-- Start --

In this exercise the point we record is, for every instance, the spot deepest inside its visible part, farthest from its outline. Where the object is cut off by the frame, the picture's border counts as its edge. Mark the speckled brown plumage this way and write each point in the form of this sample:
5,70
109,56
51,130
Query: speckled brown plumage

-- End --

■ **WHAT THIS TASK INVOLVES**: Rewrite every line of the data above as a numbered list, dropping any blank lines.

■ **RESULT**:
1. In this exercise the point we record is, for every instance, the spot deepest inside its visible part, farthest from its outline. Where the object is cut off by the frame, the picture's border counts as its edge. Mark the speckled brown plumage this way and write each point in the form of this sample:
2. 5,70
3. 109,56
4. 51,130
5. Query: speckled brown plumage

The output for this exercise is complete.